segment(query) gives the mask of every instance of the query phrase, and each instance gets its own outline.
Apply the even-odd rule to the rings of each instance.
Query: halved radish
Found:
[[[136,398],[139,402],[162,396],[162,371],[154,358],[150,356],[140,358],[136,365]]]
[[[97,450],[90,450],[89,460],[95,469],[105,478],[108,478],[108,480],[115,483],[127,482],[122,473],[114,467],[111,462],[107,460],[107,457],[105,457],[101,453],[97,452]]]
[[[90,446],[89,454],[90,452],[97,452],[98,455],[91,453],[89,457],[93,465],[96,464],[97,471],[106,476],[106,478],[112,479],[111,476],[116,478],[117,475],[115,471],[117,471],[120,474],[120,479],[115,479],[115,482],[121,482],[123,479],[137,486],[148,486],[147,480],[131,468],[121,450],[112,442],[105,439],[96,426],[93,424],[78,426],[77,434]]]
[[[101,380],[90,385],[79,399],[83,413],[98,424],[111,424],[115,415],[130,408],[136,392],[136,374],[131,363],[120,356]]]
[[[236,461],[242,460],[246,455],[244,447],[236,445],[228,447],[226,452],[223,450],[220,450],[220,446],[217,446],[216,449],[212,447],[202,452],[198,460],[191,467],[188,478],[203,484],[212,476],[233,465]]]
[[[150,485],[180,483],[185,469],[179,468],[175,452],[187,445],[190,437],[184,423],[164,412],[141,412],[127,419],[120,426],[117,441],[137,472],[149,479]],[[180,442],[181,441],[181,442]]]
------------------------------
Recast every line of the material above as a JSON list of strings, one string per line, leaving out blank lines.

[
  "segment(query) gives the mask of every instance of the query phrase, and each instance gets its own outline.",
  "Apply the even-odd rule to the rings of each instance.",
  "Query: halved radish",
  "Found:",
  "[[[136,398],[139,402],[162,396],[162,371],[154,358],[150,356],[140,358],[136,365]]]",
  "[[[97,450],[90,450],[89,460],[95,469],[105,478],[108,478],[108,480],[115,483],[127,482],[122,473],[114,467],[111,462],[107,460],[107,457],[105,457],[101,453],[97,452]]]",
  "[[[90,446],[89,454],[90,452],[97,452],[98,455],[91,453],[89,457],[93,465],[96,464],[97,471],[106,476],[106,478],[112,479],[111,476],[116,478],[117,475],[115,471],[117,471],[120,474],[120,479],[115,479],[115,482],[121,482],[123,479],[137,486],[148,486],[147,480],[131,468],[121,450],[112,442],[105,439],[96,426],[93,424],[78,426],[77,434]]]",
  "[[[101,380],[90,385],[79,399],[83,413],[98,424],[111,424],[115,415],[130,408],[136,392],[136,374],[131,363],[120,356]]]",
  "[[[236,461],[242,460],[246,455],[244,447],[236,445],[228,447],[226,452],[223,450],[220,450],[220,446],[217,446],[216,449],[212,447],[202,452],[198,460],[191,467],[188,478],[203,484],[212,476],[233,465]]]",
  "[[[150,485],[180,483],[185,469],[179,468],[175,452],[187,445],[190,437],[184,423],[164,412],[141,412],[127,419],[120,426],[117,441],[137,472],[149,479]],[[180,442],[181,441],[181,442]]]"
]